I've looked at it from a bunch of angles and it seems like it's only possible to communicate 1 bit of information per visit to the switch room.  It's actually worse than that, because there is the issue of communicating it to the right person/persons and not just the prisoner following you.

So here's what I think is the best solution.  You choose one person of the 23 to be the counter.  Everyone else takes turns trying to communicate with the counter.  This means, on average, it takes 23/2 turns for the counter to recieve a message that is sent by another prisoner.  Messages are communicated with the first switch.  The second switch simply allows the state of the first switch to remain the same when a prisoner is forced to alter one of the two switches.  Only one prisoner can communicate at a time.  The job of a prisoner who is not communicating is to retain the state of the communicator's message.

Procedure for the normal (non counter) prisoners:
-If you haven't sent a message to the counter and switch a is off, turn it on.  You are now transmitting your message that you have been in the room.
-If switch a is on, someone else is communicating.  You must wait and allow that communication to occur by toggling switch b.
-If you have already sent a message, your job is done.  Toggle switch b and retain the state of communication.  Never send more than one message or risk horrible bloody alligator death.

Procedure for the counter:
-Start counting at 0.  Make sure to count 1 for yourself the first time you go to the room.
-If switch a is on, add one to your count and acknowledge reciept by turning switch a off.  One more prisoner has communicated that he/she has visited the room.
-If switch a is off, you are still waiting for a communication.  Toggle switch b.
-If your counter hits 23, you know for sure everyone has visited the room.  The alligators starve and you can all go home.

* **To be done**:
a) In the switch-room post, what number on the counter tells the counter that everyone has visited the room?
b) Please update the switch-room post, starting at "Procedure for the normal" and ending at "in the room.", so that "sending" stands in place of "transmitting".

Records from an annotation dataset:
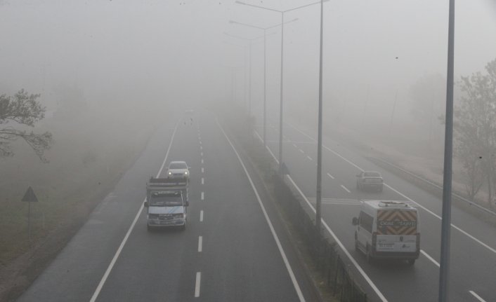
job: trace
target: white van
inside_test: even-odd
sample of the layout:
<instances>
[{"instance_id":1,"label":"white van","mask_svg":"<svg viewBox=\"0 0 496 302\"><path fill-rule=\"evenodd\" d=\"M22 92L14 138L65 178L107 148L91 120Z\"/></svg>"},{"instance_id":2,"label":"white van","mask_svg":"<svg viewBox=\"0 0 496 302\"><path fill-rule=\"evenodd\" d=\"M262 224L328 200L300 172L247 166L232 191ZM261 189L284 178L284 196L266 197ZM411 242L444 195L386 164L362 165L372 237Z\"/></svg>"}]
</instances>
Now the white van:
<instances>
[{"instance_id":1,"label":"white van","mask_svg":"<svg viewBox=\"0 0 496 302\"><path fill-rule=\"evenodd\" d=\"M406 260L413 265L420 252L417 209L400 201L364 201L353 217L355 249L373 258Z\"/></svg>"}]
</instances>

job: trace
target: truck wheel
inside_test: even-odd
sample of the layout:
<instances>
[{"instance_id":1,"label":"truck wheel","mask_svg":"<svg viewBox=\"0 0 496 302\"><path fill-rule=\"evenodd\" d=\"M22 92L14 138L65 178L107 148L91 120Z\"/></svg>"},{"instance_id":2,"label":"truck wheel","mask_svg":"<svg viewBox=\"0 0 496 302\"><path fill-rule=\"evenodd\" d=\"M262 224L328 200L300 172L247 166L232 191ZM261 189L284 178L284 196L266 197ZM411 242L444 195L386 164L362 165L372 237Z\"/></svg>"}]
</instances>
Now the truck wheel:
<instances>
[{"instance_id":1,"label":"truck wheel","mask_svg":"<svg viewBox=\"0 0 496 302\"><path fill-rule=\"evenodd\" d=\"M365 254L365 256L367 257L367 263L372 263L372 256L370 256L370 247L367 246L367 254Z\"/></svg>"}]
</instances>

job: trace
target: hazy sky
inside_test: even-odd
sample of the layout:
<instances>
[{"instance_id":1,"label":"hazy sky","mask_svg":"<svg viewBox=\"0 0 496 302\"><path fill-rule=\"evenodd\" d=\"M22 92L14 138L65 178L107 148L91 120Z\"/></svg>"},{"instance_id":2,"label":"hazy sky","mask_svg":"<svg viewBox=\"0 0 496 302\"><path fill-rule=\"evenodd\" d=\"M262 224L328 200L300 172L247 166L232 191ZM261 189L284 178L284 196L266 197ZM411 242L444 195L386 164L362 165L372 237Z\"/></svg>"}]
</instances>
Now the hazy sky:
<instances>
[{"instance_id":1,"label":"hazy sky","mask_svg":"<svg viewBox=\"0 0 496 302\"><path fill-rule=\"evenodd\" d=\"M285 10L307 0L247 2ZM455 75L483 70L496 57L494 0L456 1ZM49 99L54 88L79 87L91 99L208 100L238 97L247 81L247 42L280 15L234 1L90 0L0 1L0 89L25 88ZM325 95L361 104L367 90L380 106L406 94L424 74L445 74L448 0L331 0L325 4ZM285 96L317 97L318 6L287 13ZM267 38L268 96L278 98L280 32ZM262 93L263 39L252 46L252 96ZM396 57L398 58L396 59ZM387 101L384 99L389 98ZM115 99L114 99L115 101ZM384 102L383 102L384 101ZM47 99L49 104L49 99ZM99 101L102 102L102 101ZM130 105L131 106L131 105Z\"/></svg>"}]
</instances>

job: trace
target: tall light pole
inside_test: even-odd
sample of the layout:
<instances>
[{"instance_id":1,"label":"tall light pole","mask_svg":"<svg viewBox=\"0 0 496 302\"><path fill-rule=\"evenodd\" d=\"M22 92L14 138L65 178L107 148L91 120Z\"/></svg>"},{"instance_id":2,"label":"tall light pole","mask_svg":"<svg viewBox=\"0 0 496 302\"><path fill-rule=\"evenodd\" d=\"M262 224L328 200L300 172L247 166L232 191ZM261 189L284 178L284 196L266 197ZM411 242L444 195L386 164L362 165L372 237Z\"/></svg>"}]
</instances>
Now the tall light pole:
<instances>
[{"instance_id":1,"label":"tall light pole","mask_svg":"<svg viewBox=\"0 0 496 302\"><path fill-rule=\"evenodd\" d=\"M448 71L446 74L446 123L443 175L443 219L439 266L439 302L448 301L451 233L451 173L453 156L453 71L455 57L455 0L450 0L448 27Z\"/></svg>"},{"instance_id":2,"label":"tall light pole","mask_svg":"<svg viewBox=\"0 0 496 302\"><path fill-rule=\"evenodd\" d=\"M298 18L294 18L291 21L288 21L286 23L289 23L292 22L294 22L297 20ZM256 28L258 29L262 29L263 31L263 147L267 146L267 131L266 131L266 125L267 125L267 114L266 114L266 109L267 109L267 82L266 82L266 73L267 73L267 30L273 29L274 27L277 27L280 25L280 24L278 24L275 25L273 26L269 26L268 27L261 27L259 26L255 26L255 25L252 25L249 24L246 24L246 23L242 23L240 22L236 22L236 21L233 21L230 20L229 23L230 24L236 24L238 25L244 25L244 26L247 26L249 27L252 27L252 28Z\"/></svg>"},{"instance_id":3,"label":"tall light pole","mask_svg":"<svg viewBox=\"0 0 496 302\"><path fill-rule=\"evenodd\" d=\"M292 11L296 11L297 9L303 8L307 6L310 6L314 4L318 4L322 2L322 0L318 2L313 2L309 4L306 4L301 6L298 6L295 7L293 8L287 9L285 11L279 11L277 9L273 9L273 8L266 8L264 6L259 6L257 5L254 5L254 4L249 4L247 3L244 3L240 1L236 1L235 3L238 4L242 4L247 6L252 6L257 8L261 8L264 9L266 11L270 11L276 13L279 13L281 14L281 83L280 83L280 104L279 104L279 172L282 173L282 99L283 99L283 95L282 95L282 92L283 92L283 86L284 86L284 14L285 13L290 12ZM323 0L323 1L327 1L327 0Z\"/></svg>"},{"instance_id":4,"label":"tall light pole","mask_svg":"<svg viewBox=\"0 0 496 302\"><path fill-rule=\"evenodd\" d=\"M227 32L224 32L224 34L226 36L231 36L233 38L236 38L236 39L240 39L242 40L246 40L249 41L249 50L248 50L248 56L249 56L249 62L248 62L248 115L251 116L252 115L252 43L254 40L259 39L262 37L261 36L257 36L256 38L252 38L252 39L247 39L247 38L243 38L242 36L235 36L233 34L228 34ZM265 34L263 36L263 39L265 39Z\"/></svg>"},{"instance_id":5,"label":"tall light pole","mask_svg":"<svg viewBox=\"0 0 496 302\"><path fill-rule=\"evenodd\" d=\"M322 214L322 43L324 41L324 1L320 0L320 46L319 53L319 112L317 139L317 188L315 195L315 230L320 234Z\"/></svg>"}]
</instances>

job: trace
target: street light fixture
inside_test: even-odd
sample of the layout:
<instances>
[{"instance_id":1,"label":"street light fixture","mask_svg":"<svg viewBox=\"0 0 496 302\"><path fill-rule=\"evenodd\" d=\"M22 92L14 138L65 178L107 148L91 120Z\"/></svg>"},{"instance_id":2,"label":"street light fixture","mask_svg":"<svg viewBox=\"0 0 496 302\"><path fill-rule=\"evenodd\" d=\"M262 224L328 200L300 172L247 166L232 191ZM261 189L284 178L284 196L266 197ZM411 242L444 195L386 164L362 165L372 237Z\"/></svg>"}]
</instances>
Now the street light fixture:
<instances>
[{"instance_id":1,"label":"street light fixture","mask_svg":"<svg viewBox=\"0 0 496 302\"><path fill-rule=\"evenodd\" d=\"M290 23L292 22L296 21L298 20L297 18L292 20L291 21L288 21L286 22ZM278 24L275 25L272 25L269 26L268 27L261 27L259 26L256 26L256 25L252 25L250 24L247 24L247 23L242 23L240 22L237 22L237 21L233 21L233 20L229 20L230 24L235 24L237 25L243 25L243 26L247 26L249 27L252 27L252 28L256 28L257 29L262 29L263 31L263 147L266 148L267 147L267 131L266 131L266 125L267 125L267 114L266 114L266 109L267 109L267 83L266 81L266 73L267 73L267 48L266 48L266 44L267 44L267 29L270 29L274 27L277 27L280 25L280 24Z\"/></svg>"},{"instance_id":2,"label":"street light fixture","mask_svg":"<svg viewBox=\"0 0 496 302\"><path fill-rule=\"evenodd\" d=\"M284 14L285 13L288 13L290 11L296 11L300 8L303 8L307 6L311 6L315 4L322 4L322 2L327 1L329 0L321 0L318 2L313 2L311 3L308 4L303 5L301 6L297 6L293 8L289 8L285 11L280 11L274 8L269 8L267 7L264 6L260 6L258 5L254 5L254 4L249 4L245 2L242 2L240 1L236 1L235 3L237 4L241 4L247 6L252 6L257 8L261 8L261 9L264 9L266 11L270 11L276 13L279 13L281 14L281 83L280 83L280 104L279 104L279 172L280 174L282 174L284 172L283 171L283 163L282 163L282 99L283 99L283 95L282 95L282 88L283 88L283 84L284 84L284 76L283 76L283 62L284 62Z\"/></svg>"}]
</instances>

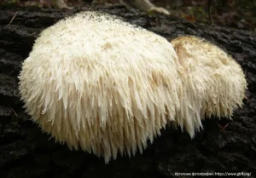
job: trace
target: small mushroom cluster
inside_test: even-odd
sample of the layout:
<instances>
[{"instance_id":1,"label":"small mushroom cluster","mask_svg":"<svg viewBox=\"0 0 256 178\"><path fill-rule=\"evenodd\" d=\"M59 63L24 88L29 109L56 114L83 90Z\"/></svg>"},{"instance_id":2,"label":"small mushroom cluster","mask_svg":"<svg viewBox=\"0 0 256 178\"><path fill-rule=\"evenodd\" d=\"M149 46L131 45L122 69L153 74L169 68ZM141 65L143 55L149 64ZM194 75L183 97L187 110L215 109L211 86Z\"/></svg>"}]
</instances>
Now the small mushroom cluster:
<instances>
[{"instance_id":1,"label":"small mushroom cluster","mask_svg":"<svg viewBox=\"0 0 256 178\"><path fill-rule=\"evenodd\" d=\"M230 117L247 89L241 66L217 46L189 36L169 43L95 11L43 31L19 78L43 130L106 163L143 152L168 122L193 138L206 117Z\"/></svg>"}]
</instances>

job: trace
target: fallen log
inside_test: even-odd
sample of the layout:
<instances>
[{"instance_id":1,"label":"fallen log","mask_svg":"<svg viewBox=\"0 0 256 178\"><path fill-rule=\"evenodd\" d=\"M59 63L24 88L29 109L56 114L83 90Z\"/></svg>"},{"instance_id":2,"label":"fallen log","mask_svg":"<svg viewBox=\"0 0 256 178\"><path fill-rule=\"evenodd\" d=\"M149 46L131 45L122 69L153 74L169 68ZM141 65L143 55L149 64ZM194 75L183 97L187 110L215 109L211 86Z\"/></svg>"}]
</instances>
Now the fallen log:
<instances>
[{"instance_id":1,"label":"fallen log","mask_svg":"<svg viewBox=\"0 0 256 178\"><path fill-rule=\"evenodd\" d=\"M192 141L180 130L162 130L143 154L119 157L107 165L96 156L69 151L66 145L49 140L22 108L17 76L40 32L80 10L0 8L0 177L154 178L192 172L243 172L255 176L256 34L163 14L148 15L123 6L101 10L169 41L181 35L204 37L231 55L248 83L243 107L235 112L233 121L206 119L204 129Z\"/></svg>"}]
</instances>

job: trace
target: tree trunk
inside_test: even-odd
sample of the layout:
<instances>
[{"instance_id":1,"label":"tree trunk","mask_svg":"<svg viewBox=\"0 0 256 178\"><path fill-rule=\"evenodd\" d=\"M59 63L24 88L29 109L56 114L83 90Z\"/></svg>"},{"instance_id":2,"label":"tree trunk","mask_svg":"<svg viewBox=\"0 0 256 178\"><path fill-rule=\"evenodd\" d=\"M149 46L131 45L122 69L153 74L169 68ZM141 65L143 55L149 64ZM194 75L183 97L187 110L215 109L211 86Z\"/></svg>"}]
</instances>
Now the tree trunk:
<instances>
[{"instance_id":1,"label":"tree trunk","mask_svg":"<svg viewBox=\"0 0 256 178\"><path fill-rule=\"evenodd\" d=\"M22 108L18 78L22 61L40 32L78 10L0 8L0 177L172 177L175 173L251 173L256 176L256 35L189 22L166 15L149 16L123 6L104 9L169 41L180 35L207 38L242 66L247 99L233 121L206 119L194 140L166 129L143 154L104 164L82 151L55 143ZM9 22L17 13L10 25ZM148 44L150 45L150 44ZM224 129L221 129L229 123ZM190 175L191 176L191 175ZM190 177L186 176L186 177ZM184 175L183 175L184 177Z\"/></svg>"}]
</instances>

* **Task-by-task outputs**:
a) 23

b)
Procedure for the normal (non counter) prisoners:
-If you haven't sent a message to the counter and switch a is off, turn it on.  You are now sending your message that you have been in the room.